• _Исходный документ_:
■ ■ ■ ■ ■

Стан.: Ну, вы-то готовы, я знаю, а Чехов — готов?

Г. Ч. Г.: Чехов еще больше готов. Вот вам незаметный и малоизвестный рассказ «Калхант».

Стан.: Он «Калхас» называется, кажется.

Г. Ч. Г.: Это одно и то же. Вы посмотрите, как она сделана, эта крохотная пьеса. Там ведь эта, как вы говорите, потускневшая, античная мифологическая паутина все действие окутывает. Начинается с насмешки, с фельетонного совершенно зачина, который без наших с вами героев не понять. Вот вам первая сцена. Комик Светловидов, «крепкий старик 58 лет», как называет его Чехов, просыпается у себя в гримуборной в костюме Калханта и в окружении «хаотических» следов «недавней встречи Вакха с Мельпоменой». «Встречи тайной, — уточняет Чехов, — но бурной и безобразной, как порок». Светловидов-Калхант выходит на сцену и в зал, он впервые видит эту «зияюшую пасть» театра ночью.

Стан.: То есть повторение намека на то, что театр первобытного хаоса касается, да? Но в остальном-то все эти страсти Бахуса и Мельпомены — просто эмблема театра, иронически приведенные почти пустые слова, разве нет?

Г. Ч. Г.: То-то и оно, что Чехов сначала показывает весь свой таганрогский гимназический и театральный реквизит. Тут же оказывается, что это не совсем эмблемы, а какие-то ранее вступившие в половую связь персонажи, ведь не случайно Светловидов застигнут самим собой (и автором) врасплох в костюме Калханта.

Стан.: А «костюм Калхаса» — это просто цитата из Оффенбаха?

Г. Ч. Г.: Конечно! Вот и блудодейные Вакх и Мельпомена смещаются для читателя в ту же область театрального, опереточного, где находится Калхант. Похмелье главного героя описано необычайно подробно и искусно. Сквозь головную боль «58-летнего старика» сначала транслируется комедия. И снова все это названо прямым текстом: о Светловидове-Калханте мы просто читаем, что от — комик! Но уже через несколько слов или фраз пародия на комедию обернется трагедией.

Стан.: Старый прием пародии на Аристофана у Еврипида?

Г. Ч. Г.: Вообще на комедиографов. Тонкое покрывало, или сеть, сработанная из ветоши какой-то, да?..

■ ■ ■ ■ ■

• _Сохраненные данные_:
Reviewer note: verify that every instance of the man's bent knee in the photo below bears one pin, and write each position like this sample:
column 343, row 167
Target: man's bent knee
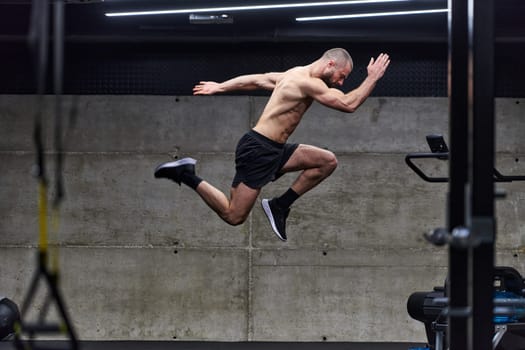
column 331, row 162
column 234, row 219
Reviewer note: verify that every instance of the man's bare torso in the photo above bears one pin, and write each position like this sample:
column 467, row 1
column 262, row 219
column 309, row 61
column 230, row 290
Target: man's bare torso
column 286, row 106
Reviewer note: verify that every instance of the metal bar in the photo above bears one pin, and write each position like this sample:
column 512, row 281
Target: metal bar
column 457, row 286
column 481, row 105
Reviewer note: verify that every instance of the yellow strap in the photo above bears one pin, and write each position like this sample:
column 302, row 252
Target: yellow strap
column 53, row 249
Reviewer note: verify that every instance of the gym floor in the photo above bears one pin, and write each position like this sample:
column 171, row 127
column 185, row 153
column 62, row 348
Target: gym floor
column 198, row 345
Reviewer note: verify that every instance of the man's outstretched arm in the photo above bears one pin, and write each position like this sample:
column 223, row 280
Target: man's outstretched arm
column 264, row 81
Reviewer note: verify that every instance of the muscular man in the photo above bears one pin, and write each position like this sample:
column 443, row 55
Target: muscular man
column 262, row 154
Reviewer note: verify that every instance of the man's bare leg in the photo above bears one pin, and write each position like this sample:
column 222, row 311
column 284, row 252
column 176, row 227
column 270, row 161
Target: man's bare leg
column 233, row 210
column 316, row 165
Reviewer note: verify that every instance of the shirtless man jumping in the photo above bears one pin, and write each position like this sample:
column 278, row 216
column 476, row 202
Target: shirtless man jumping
column 262, row 154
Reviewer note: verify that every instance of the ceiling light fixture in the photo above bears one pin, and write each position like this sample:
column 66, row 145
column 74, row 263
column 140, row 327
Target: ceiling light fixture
column 248, row 7
column 376, row 14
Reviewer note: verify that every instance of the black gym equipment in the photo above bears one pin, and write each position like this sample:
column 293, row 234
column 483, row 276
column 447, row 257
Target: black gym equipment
column 27, row 331
column 433, row 307
column 9, row 318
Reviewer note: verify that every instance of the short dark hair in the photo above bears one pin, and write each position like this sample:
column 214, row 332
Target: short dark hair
column 339, row 55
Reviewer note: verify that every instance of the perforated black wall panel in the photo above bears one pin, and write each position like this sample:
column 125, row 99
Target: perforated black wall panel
column 173, row 69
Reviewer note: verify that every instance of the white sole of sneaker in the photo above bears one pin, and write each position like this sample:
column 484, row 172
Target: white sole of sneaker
column 266, row 207
column 176, row 163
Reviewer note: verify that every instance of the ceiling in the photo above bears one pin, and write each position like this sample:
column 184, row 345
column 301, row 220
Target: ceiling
column 86, row 22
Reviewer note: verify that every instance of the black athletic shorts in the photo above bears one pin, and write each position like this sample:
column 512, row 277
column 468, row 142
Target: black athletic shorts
column 259, row 160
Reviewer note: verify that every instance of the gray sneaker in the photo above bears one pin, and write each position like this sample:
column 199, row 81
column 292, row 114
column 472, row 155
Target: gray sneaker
column 174, row 170
column 277, row 217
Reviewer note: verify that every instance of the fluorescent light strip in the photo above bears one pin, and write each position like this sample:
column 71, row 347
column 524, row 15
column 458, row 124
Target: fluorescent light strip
column 248, row 7
column 362, row 15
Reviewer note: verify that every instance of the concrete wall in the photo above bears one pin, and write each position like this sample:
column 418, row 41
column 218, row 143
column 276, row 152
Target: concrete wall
column 145, row 259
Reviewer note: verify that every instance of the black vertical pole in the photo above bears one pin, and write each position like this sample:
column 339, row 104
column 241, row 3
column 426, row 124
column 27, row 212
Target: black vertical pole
column 458, row 276
column 481, row 102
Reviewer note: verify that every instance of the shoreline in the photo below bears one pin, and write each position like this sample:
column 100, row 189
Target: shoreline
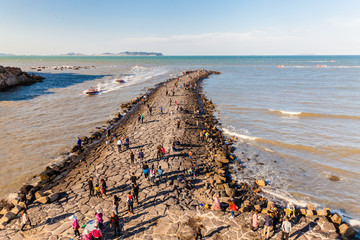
column 214, row 161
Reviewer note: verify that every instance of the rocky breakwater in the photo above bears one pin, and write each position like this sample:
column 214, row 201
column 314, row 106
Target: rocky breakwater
column 171, row 208
column 11, row 77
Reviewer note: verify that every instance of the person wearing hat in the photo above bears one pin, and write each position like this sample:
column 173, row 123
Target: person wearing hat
column 98, row 216
column 87, row 235
column 268, row 225
column 75, row 225
column 97, row 234
column 285, row 229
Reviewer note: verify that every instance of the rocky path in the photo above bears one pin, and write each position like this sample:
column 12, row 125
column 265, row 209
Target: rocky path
column 167, row 210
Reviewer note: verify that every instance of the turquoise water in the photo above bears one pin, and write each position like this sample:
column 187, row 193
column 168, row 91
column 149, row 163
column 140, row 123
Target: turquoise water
column 299, row 116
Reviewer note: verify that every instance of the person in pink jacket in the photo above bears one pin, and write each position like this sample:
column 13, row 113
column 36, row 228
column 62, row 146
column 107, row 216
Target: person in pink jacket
column 87, row 235
column 75, row 225
column 97, row 233
column 98, row 216
column 254, row 221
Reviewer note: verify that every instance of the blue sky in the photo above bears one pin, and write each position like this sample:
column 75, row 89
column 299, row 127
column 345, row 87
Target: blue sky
column 197, row 27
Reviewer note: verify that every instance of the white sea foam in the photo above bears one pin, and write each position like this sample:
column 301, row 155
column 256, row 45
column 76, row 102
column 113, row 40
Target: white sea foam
column 242, row 136
column 136, row 75
column 285, row 112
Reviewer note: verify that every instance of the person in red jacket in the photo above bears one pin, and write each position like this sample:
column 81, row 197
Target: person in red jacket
column 232, row 208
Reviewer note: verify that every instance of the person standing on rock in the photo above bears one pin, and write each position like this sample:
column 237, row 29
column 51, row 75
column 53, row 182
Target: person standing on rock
column 99, row 219
column 119, row 143
column 285, row 229
column 146, row 171
column 130, row 202
column 254, row 221
column 160, row 172
column 135, row 189
column 152, row 174
column 216, row 206
column 290, row 209
column 91, row 186
column 116, row 204
column 75, row 225
column 232, row 208
column 163, row 152
column 268, row 225
column 115, row 223
column 198, row 233
column 25, row 220
column 276, row 217
column 133, row 178
column 103, row 187
column 150, row 110
column 79, row 144
column 132, row 157
column 127, row 142
column 97, row 234
column 87, row 235
column 141, row 156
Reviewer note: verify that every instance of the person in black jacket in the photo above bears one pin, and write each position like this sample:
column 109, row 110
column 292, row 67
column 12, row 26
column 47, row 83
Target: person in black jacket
column 91, row 186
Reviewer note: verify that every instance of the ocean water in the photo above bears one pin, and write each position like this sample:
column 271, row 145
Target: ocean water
column 297, row 118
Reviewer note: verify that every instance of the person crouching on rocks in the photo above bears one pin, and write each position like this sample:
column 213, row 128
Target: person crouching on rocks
column 75, row 225
column 103, row 188
column 232, row 208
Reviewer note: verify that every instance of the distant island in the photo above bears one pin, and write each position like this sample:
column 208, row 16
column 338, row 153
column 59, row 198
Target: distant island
column 127, row 53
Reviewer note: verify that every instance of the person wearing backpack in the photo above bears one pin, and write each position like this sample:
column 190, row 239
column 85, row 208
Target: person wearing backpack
column 115, row 223
column 130, row 202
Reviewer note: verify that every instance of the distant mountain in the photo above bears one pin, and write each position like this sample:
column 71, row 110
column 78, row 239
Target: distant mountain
column 127, row 53
column 72, row 54
column 5, row 54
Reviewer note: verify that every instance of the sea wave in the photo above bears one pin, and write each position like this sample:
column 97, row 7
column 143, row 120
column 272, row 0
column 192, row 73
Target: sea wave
column 296, row 113
column 286, row 112
column 340, row 150
column 136, row 75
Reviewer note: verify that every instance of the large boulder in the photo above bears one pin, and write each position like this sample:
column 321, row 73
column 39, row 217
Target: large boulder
column 336, row 219
column 347, row 231
column 260, row 182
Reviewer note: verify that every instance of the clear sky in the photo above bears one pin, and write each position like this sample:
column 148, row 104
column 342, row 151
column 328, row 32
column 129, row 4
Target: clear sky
column 182, row 27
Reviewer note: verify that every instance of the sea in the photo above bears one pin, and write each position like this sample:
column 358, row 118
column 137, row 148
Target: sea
column 296, row 118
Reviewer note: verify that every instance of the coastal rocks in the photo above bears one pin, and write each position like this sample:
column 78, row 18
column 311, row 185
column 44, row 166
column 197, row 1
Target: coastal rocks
column 260, row 182
column 347, row 231
column 12, row 77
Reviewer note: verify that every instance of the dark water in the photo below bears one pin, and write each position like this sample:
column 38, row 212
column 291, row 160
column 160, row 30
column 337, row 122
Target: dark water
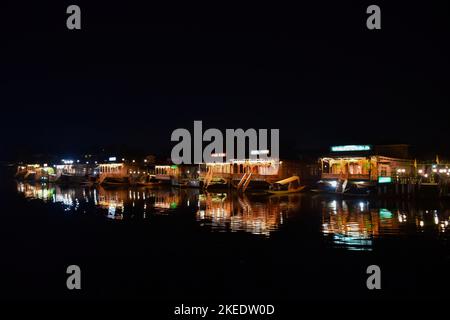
column 165, row 244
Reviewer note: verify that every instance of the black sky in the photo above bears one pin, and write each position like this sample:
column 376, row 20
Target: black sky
column 137, row 71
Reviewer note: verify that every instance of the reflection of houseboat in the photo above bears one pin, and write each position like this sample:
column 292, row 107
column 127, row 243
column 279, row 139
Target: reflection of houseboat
column 247, row 174
column 356, row 169
column 74, row 173
column 167, row 174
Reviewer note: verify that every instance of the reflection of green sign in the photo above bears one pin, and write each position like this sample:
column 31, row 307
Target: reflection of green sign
column 350, row 148
column 384, row 179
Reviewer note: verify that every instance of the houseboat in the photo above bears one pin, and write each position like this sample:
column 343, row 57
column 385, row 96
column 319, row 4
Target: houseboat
column 115, row 173
column 246, row 174
column 357, row 169
column 75, row 173
column 36, row 172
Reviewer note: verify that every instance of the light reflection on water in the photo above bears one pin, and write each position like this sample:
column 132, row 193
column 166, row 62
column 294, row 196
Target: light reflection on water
column 345, row 223
column 355, row 224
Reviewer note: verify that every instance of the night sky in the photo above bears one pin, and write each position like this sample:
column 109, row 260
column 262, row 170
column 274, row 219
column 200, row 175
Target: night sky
column 134, row 73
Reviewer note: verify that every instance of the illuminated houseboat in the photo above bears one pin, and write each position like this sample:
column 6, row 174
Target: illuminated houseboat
column 247, row 173
column 114, row 173
column 36, row 172
column 356, row 169
column 75, row 173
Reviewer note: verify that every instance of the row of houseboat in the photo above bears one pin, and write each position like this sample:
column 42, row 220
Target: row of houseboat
column 348, row 169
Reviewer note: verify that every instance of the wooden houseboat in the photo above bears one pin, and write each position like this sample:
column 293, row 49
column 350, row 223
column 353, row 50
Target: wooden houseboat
column 356, row 169
column 247, row 174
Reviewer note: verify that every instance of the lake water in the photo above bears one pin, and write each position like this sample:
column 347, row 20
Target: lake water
column 164, row 244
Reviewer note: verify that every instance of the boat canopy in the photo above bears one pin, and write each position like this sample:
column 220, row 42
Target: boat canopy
column 289, row 180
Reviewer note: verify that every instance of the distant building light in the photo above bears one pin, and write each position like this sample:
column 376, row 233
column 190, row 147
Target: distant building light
column 351, row 148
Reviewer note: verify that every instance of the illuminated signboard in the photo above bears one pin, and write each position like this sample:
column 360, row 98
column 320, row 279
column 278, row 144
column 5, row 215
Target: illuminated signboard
column 218, row 155
column 257, row 152
column 384, row 179
column 350, row 148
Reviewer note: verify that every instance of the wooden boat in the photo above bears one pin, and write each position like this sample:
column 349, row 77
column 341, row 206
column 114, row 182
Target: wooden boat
column 289, row 185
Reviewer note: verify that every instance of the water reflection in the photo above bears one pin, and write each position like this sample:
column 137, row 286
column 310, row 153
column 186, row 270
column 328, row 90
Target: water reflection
column 344, row 223
column 355, row 225
column 235, row 212
column 217, row 211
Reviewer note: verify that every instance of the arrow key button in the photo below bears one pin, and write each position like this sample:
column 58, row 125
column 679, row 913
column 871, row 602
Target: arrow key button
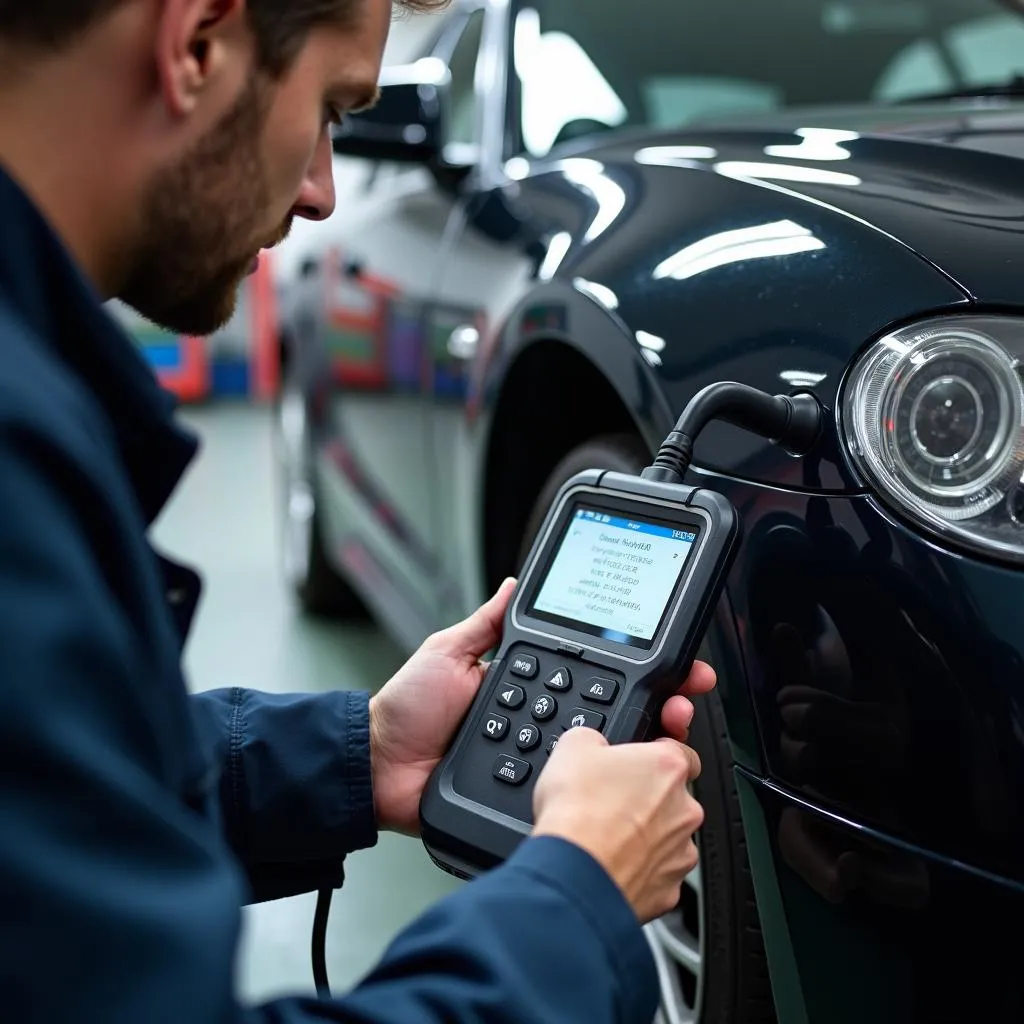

■ ■ ■ ■ ■

• _Список заданий_:
A. Перескажите диалог о «Калханте» в двух предложениях.
B. Какой возраст Светловидова называет Чехов, согласно диалогу о «Калханте»?
C. Возобновите диалог о «Калханте» после его последней реплики.
Перечень — отдельный материал и к диалогу о «Калханте» не относится.

• _Ответы к заданиям_:
A. Собеседники разбирают чеховский рассказ «Калхант»: комик Светловидов, «крепкий старик 58 лет», просыпается в гримуборной в костюме Калханта среди следов «недавней встречи Вакха с Мельпоменой» и ночью выходит на сцену и в зал. Г. Ч. Г. говорит, что рассказ начинается с насмешки, а театральные и опереточные образы и подробно описанное похмелье героя ведут к тому, что пародия на комедию оборачивается трагедией.

B. 58 лет.

C.
Стан.: …становится двусторонней обманкой!

Г. Ч. Г.: Именно! Чехов обеспечивает встречу Сенеке и Оффенбаху. Причем рассказ-то не сильный совсем. А ведь Калхант там просто помрет в конце от последствий порочного союза музы Мельпомены с бражником Дионисом. Это рассказ о невозможности театра, искусства. А в центре всего суфлер уговаривает из мрака нашего Калханта, что тот большой мастер сцены и должен, дескать, выстоять в неравной борьбе с настоящим искусством.

Стан.: То есть и тут Чехов строит комический эффект на зрительской осведомленности, и получается, что прорицатель не справляется без суфлера.

Г. Ч. Г.: И что бы там ни было у Светловидова за спиной, а судьба Калханта ждет и его. При этом мы не можем забывать, что вся эта гимназическая античность у Чехова не ученая, а опереточная. «Прекрасная Елена» Оффенбаха, вот это его ставшее хрестоматийным отроческое переживание.

Стан.: Почему же Чехов все время над этой античностью глумится? За что он ее не любит?

Г. Ч. Г.: Он ее не любит одновременно за две вещи. Одна — это ее несносная, бесспорная способность повернуть читателя и зрителя, особенно зрителя, лицом к натуре как она есть. Приемами, которые драматург все время обнажает. Если Чехов — по Скафтымову ли, по Рейфилду ли — весь зиждется на подтексте, то полная телесная, фигурная выраженность, которую он видит в античности, писатель просто не может любить.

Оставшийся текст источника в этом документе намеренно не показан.